*** DOCUMENT SECTION

When I showed up at her apartment I knocked on the door (Bout 3 in the morning) and the guy she was talking to from work and had went out on a date with previously was there with her staying the night.... She got very mad at me for showing up. After that I turned into an emotional idiot. She told me that she loved him and was finaly happy and hadn't been for as long as we'd been together. She told me that he's everything I'm not etc etc. hurt me for sure. I was texting her all the time how much I loved her, how stupid I was, all the mistakes i made and how sorry I was. And obviosly it just pushed her away. I put a very self biased version of what happened on here and got some excellent responses back and some advice that worked great...
Until today... relations between me and my wife have been going great. We have been happy and talking. Not about anything important but just kind of as friends. She would text me every now and then about our child that is on the way (Yes she is pregnant with my child). I have been going to every appointment and conversations have been light and happy. But today she had an appointment which I attended and everything was going fine, but she kept asking me what was wrong... I was taken back by this because at this appointment, like every other appointment and conversation, I was smiling and acting happy even though my insides were ripping out, and I was bringing up nothing about our relatioship. Having done this every time we talked and at every appointment I didn't see what the difference was and why she kept asking me what was wrong... So as we're walking out of the doctors office she asks me for about the millionth time before we're about to get in the car what's wrong and I said, "It's just hard you know..." To which she replied this is hard for me to. Then she said I don't understand what gives. When we were married you didn't want to talk and were so distant, and now u aren't, I think that you have a case of the greener grass. Then as I was about to say something to that she huridly says well I'm late for work and gotta go so I'll talk to you later and jumps in her car and leaves. So I'm kinda feeling good about that... It seems to me that she's thinkin about us, and was wondering about things.
So I take this as an oportunity to maybe open up some relationship discussion and text her to ask her why things were hard for her. She says I don't know I think any divorce is hard to go through. So I write back there doesn't have to be a divorce, I love you and realize the mistakes I've made and want to better the relationship and work for our love. She never responds to this so after 4 hours I write a long message about how much I love her, and also talking about her man now. I said and believe that any man who would interject himself into a failing marraige and let a married woman confide in him about a relationship is no man at all. And especially the fact that he would date her while she is married, pregnant, and knows that her husband still loves her and wants to fight for the marriage makes him no man at all. (I realize that I dated when we separated the first time, but did not after I found out my wife wanted to work on our marriage) Also I've been told by several people at work that they have pools going on about how long it takes for this guy to sleep around on my wife and their relationship... I've always believed that Love would conquer all, but that's not the case. I'm trying to learn from this situation and believe I have learned a lot, but I'm trying to see any hope in this situation and cannot. I've been so depressed I know it's making things worse. I can't eat, can't sleep, keep callin in to work, when I do go to work I'm like a bum cause I can't do anything but think about her, and I know it's goin around. I know she hears about it, cause one of her friends came to me and told me she's enjoying everything I'm going through... I don't understand how this can be... I never wanted her to hurt. Even when we separated or were fighting I would never want her to be in pain and now she's enjoying mine... I've got to get my life back.. I've got to move on and find my joy in life again. I'm writing to ask if anyone out there has any tips or insight on this... How do I move on? How do you pick up after a divorce especially one this rough? It's been about 2 months since the drunken night I showed up on her doorstep and I thought things were going better until today. It's like my heart won't let me give up hope. I love her so much, but all the pain I'm feeling I'm causing myself! Any help or words of wisdom would be much appreciated.

******
*** PROVIDED INFORMATION

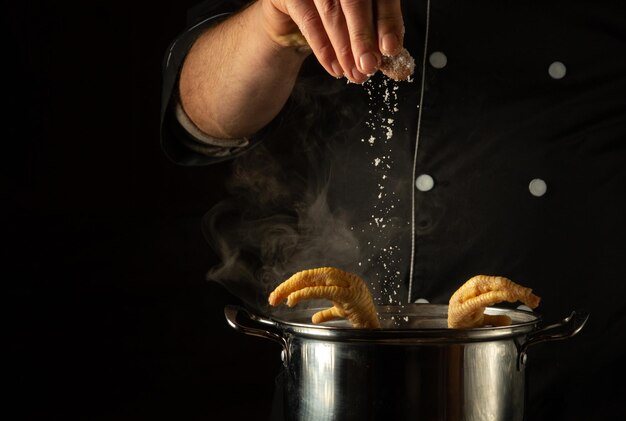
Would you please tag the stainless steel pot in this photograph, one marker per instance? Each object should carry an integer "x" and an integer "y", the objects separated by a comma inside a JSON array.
[{"x": 414, "y": 368}]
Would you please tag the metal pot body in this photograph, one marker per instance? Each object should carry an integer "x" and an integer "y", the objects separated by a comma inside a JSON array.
[
  {"x": 331, "y": 380},
  {"x": 414, "y": 368}
]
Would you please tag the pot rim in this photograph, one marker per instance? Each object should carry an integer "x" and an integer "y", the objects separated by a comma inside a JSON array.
[{"x": 404, "y": 323}]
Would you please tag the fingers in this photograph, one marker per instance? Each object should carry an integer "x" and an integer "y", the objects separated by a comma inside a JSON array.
[
  {"x": 348, "y": 37},
  {"x": 390, "y": 27}
]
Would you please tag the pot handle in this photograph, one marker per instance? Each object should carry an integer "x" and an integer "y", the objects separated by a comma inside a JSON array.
[
  {"x": 246, "y": 322},
  {"x": 564, "y": 329}
]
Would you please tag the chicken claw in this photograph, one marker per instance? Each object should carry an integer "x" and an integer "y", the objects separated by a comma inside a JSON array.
[
  {"x": 467, "y": 305},
  {"x": 347, "y": 291}
]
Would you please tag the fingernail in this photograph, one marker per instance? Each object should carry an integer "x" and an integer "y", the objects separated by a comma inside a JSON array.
[
  {"x": 368, "y": 62},
  {"x": 357, "y": 76},
  {"x": 390, "y": 44},
  {"x": 337, "y": 70}
]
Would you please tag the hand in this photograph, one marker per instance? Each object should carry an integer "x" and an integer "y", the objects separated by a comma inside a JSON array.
[{"x": 348, "y": 37}]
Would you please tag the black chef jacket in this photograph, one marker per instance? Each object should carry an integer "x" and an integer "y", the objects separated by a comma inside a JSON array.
[{"x": 505, "y": 154}]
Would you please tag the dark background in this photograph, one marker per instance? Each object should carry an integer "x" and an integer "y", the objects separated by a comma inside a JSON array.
[{"x": 108, "y": 314}]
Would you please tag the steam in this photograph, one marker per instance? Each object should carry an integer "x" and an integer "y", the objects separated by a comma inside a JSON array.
[
  {"x": 281, "y": 216},
  {"x": 265, "y": 233}
]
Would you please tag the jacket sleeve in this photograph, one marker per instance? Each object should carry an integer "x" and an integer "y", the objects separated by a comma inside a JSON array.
[{"x": 180, "y": 140}]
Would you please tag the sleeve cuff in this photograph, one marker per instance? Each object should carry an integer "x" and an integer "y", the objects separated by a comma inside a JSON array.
[{"x": 200, "y": 142}]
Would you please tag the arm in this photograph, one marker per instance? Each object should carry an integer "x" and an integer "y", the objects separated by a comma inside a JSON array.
[{"x": 239, "y": 74}]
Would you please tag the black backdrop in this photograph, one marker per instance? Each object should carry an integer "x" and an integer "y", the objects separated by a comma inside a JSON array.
[{"x": 108, "y": 314}]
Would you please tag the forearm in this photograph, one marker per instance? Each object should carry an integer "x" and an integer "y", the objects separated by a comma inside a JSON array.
[{"x": 235, "y": 78}]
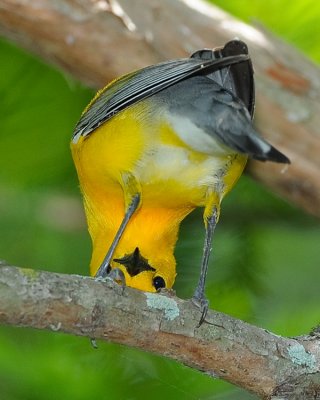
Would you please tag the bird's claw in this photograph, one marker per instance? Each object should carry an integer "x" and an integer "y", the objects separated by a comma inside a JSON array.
[{"x": 203, "y": 305}]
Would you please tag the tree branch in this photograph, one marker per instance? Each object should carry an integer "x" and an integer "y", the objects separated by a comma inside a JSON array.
[
  {"x": 98, "y": 40},
  {"x": 250, "y": 357}
]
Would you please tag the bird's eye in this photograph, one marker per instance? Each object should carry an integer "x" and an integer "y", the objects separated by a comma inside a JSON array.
[{"x": 159, "y": 283}]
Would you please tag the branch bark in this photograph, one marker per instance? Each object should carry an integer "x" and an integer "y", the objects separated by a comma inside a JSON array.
[
  {"x": 253, "y": 358},
  {"x": 98, "y": 40}
]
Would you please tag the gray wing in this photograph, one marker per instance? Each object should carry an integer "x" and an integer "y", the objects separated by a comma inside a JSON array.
[
  {"x": 143, "y": 83},
  {"x": 217, "y": 112}
]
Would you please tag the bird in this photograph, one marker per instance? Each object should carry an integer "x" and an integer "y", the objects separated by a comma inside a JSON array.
[{"x": 157, "y": 143}]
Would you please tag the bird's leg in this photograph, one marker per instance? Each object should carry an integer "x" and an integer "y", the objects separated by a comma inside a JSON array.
[
  {"x": 132, "y": 195},
  {"x": 211, "y": 216}
]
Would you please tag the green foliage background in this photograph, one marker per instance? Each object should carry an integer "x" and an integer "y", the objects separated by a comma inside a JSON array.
[{"x": 266, "y": 258}]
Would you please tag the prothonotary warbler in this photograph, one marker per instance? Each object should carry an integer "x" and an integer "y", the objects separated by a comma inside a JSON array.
[{"x": 155, "y": 144}]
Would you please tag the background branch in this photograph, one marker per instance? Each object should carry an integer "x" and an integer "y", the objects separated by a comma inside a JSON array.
[
  {"x": 98, "y": 40},
  {"x": 251, "y": 357}
]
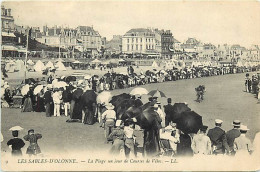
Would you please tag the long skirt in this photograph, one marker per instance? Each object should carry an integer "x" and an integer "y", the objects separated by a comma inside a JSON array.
[{"x": 27, "y": 106}]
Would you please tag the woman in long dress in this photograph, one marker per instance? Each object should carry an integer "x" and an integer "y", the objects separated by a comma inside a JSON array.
[{"x": 27, "y": 105}]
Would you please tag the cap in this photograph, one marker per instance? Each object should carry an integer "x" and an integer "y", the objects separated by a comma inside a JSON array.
[
  {"x": 236, "y": 123},
  {"x": 243, "y": 128},
  {"x": 204, "y": 128},
  {"x": 118, "y": 123},
  {"x": 16, "y": 128},
  {"x": 218, "y": 121}
]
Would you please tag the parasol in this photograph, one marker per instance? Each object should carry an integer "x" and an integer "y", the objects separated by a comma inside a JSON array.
[
  {"x": 156, "y": 93},
  {"x": 16, "y": 128},
  {"x": 87, "y": 76},
  {"x": 189, "y": 122},
  {"x": 139, "y": 90},
  {"x": 104, "y": 97},
  {"x": 37, "y": 89},
  {"x": 25, "y": 89},
  {"x": 179, "y": 108}
]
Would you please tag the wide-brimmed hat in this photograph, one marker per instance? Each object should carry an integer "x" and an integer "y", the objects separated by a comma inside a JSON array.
[
  {"x": 243, "y": 128},
  {"x": 236, "y": 123},
  {"x": 109, "y": 106},
  {"x": 218, "y": 121}
]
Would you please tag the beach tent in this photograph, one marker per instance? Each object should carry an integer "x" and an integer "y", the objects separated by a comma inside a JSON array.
[
  {"x": 39, "y": 66},
  {"x": 96, "y": 61},
  {"x": 30, "y": 62},
  {"x": 19, "y": 65},
  {"x": 60, "y": 66},
  {"x": 154, "y": 64},
  {"x": 49, "y": 65}
]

******

> GIVEN REQUEST A
Print the stretch of the post about the failing marriage from "When I showed" through "that worked great..." without changing a word.
> GIVEN REQUEST B
Carry on the post about the failing marriage, beginning right after its final sentence.

> EXPECTED OUTPUT A
When I showed up at her apartment I knocked on the door (Bout 3 in the morning) and the guy she was talking to from work and had went out on a date with previously was there with her staying the night.... She got very mad at me for showing up. After that I turned into an emotional idiot. She told me that she loved him and was finaly happy and hadn't been for as long as we'd been together. She told me that he's everything I'm not etc etc. hurt me for sure. I was texting her all the time how much I loved her, how stupid I was, all the mistakes i made and how sorry I was. And obviosly it just pushed her away. I put a very self biased version of what happened on here and got some excellent responses back and some advice that worked great...

> EXPECTED OUTPUT B
----------



## cantletgo (Mar 22, 2010)

I feel for you as it sounds like you are really trying to make amends. I also understand how you feel about this other man, as I said similar things about my H's OW. However, throwing yourself at her and putting him down will get you nowhere. My advice would be to back it off a notch. No more messages about how much you love her, miss her, hate this other man. Give her some space, let her know that you are willing to make the necessary changes to be a better husband, but let her come to you. Go ahead and get on with your life, friends, work, hobbies. Anything to get you out of the house and moving. Believe me, I know about feeling paralyzed and terrified to make a move, but it's the best thing you can do. Maybe drop her a line every few days to see if everything is ok, but don't smother her. She has a lot of pain and anger to work through, which is probably why she's getting some pleasure from yours. But you've got to pull yourself together, go ahead and start going to counseling on your own so that you can put yourself back together. I've learned that the desparate, crying, pleading mess we all become when this happens is not attractive, and will only continue to push her away. Hope this helps in some way.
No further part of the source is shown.